• _Goal_:
Reproduce every line of the material below verbatim, without changing anything.

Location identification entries
- - -

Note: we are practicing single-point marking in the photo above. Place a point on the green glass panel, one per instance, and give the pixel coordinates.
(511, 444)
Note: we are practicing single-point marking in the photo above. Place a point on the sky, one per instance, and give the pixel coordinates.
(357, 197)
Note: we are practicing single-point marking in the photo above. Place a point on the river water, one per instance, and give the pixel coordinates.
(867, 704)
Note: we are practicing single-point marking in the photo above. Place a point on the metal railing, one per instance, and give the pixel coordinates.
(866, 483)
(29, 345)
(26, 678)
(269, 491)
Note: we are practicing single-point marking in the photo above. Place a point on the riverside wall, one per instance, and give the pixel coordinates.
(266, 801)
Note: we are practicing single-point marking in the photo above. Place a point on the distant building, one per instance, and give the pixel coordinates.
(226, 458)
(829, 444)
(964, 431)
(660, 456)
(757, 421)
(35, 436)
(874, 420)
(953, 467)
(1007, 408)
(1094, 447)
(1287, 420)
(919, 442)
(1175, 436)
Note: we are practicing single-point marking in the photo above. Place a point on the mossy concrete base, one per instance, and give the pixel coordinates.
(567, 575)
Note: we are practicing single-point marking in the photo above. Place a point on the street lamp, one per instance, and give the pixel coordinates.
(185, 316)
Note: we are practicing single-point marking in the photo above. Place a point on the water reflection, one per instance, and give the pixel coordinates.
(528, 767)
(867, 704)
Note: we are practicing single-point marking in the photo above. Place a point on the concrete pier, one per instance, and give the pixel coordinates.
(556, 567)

- - -

• _Task answer_:
Note: we are practicing single-point marking in the photo above. Place a point on the green glass panel, one per instance, and give the pixel coordinates.
(511, 444)
Note: we are practicing single-point marking in the photo above. Place a point on the sky, one per instance, and give the pixel coordinates.
(357, 197)
Note: we are practicing single-point marking in the photo above. Place a point on the river water, one per instance, and give the pixel coordinates.
(867, 704)
Note: we are practicing single-point marking in the photo above. Place a point on the metal railing, one per instance, and give the pixel coordinates.
(866, 483)
(29, 345)
(26, 678)
(269, 491)
Note: we are practicing single-point marking in the photo above. Place a point on the riverside wall, one per instance, and give the pixel coordinates.
(266, 801)
Note: we are practicing single-point marking in the photo above. Place a point on the distant building, one per instance, and give the pixel coordinates.
(226, 458)
(829, 444)
(964, 431)
(660, 456)
(757, 421)
(35, 436)
(874, 420)
(953, 467)
(1007, 408)
(1094, 447)
(1287, 420)
(919, 442)
(1175, 436)
Note: we are practicing single-point marking in the photo above. Place a point on the mossy concrete base, one per instance, and give the pixel coordinates.
(567, 575)
Note: we are practicing single-point marking in the photo above. Place a point on the street lamp, one per instance, and give the pixel coordinates.
(185, 316)
Note: we are practicing single-point marking in the photo above. Place a point on the water reflection, one per instance, and give the pixel coordinates.
(528, 767)
(867, 704)
Note: we are practicing single-point marking in the photo above. Place a point on the concrete pier, one per instance, and give the pixel coordinates.
(556, 567)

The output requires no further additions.